EXERCÍCIOS>
- A) Transcreva, por favor, a passagem do texto sobre Ortiz e Freyre que vai de "Minha intenção, neste" até "a pena explorar.".
- B) Segundo o texto sobre Ortiz e Freyre, em que ano nasceu don Fernando?

TRECHO DO DOCUMENTO>
☆ ☆ ☆
Para Ortiz, o açúcar está ligado ao cultivo extensivo, à força, ao trabalho coletivo, ao interior, à escravidão, ao passo que o tabaco está estreitamente relacionado ao cultivo extensivo, à inteligência, ao trabalho individual, à cidade e à liberdade. Um outro exemplo: a fábrica de tabaco era um lugar onde os trabalhadores podiam ouvir a leitura de um livro -como num refeitório medieval- ou discutir idéias políticas. Por seu refinamento literário, como pela originalidade de suas conclusões, o ensaio de Ortiz merece comparação com um livro publicado no Brasil sete anos antes, em 1933: "Casa Grande e Senzala", de Gilberto Freyre.
Minha intenção, neste artigo, não é a de apoiar ou criticar os argumentos deste livro notável, que deveria ser mais conhecido internacionalmente. Eu gostaria de fazer algo assim como um contraponto (para usar a linguagem musical de Ortiz), uma comparação contrastiva entre don Fernando e seu Gilberto. Seria simplista assimilar don Fernando, fumante inveterado, ao tabaco, e seu Gilberto, cuja paixão por doces era notória, ao açúcar; mas há outros contrastes entre os dois estudiosos que valeria a pena explorar.
Comecemos pelas semelhanças. Os dois homens pertenceram mais ou menos à mesma geração: don Fernando (nascido em 1881) era 19 anos mais velho. Ambos tinham um amplo espectro de interesses, com centro na sociologia, na antropologia e na história. Ambos deram mostras de intenso apego às suas culturas, nas quais tinham suas raízes e que conheciam profundamente. Ambos interessaram-se pela vida cotidiana ou, por exemplo, pela história social do corpo. Assim como Freyre reconstruiu a aparência física da comunidade negra a partir de cartazes descrevendo escravos foragidos, Ortiz reconstruiu carinhosamente o andar balouçante característico dos negros curros, os jovens e vaidosos gângsteres negros de Havana. Os dois estudaram festivais -e, curiosamente, é don Fernando quem tem mais a dizer sobre o Carnaval. Ambos escreveram prazenteiramente sobre a história da comida: assim como Freyre dedicou um estudo aos doces pernambucanos, Ortiz escreveu um livro sobre "La Cocina Afrocubana". E os dois evocavam o passado com certa nostalgia. Mas Ortiz, apesar de ilhéu, não era insular, assim como Freyre, posto que regionalista, não era um provinciano.
Os dois homens podem ser vistos como antropólogos "reflexivos" (nos termos de Pierre Bourdieu), abordando seus territórios nativos a partir de uma perspectiva "global" (desta vez nos termos de Fernand Braudel), estimulados por seus estudos no exterior -um nos Estados Unidos, o outro na Espanha. E os dois autores foram estilistas notáveis, que gostavam de apresentar suas obras como "ensaios" e adoravam metáforas sexuais rebuscadas. Ambos combinaram um amor quase de antiquário pelo detalhe histórico e um gosto marcado pela teoria social. Ambos interessaram-se por Marx sem serem marxistas -o mesmo acontecendo com Freud. Um foi aluno do grande antropólogo Franz Boas, o outro foi amigo do igualmente grande Bronislaw Malinowski. Ambos criticaram a noção de raça e dedicaram boa parte de suas vidas ao estudo da interação de culturas -fosse nos termos de uma "hibridização" ou de uma "transculturação".
☆ ☆ ☆
DADOS BRUTOS>
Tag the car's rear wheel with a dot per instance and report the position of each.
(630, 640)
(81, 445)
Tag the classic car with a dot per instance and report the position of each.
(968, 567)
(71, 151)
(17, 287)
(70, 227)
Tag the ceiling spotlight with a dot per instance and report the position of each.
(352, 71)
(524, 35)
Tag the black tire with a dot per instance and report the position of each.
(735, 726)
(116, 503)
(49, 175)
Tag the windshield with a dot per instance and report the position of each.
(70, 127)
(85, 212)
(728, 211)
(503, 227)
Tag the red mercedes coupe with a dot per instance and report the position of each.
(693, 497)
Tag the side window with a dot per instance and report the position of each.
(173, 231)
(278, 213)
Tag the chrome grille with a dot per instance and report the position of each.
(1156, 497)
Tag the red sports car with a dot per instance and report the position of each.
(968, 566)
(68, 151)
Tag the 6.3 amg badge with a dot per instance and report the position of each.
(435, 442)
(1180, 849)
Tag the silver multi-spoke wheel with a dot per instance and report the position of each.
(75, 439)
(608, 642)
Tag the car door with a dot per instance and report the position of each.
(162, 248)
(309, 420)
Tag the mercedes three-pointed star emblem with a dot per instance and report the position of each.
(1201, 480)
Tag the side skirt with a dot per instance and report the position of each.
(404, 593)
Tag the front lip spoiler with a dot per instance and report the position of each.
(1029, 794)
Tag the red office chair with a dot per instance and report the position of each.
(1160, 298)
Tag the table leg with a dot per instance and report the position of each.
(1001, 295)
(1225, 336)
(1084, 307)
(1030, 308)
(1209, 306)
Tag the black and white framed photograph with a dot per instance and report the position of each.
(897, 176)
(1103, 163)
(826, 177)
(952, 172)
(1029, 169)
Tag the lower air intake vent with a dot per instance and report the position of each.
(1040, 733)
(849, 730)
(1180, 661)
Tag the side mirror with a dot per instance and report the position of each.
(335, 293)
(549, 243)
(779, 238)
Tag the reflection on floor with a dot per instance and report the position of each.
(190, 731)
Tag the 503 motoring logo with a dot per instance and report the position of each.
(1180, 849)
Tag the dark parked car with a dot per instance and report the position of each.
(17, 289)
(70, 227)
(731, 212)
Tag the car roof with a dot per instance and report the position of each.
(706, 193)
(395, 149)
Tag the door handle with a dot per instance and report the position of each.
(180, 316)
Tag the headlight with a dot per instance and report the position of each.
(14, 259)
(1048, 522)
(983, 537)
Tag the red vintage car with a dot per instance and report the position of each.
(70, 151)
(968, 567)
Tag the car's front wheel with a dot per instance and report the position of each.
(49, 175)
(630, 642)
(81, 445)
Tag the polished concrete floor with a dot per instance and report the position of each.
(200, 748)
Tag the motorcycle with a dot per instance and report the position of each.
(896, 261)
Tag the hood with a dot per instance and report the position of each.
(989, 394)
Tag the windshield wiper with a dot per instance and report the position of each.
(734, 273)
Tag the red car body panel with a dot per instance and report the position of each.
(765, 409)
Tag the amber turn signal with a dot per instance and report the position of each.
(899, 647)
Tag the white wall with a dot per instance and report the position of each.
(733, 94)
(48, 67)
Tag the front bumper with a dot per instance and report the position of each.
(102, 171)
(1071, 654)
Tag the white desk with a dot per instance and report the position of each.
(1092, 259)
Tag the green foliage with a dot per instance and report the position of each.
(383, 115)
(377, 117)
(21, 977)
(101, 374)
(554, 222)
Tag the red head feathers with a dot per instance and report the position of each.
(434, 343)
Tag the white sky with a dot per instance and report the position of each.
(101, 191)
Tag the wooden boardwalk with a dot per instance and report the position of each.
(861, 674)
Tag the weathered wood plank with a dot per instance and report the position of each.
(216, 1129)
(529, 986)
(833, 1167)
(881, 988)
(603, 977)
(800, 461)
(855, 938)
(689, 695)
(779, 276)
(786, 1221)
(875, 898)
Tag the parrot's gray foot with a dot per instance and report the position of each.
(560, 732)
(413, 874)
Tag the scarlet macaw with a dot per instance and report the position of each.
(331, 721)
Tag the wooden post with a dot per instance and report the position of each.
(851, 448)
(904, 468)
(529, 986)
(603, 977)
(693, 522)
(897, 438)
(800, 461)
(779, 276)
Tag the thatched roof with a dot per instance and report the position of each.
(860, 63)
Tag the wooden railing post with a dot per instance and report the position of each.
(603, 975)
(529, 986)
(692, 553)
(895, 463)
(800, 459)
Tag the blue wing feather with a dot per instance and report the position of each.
☆ ☆ ☆
RESPOSTAS POR TAREFA>
- A)
Minha intenção, neste artigo, não é a de apoiar ou criticar os argumentos deste livro notável, que deveria ser mais conhecido internacionalmente. Eu gostaria de fazer algo assim como um contraponto (para usar a linguagem musical de Ortiz), uma comparação contrastiva entre don Fernando e seu Gilberto. Seria simplista assimilar don Fernando, fumante inveterado, ao tabaco, e seu Gilberto, cuja paixão por doces era notória, ao açúcar; mas há outros contrastes entre os dois estudiosos que valeria a pena explorar.

- B) Em 1881.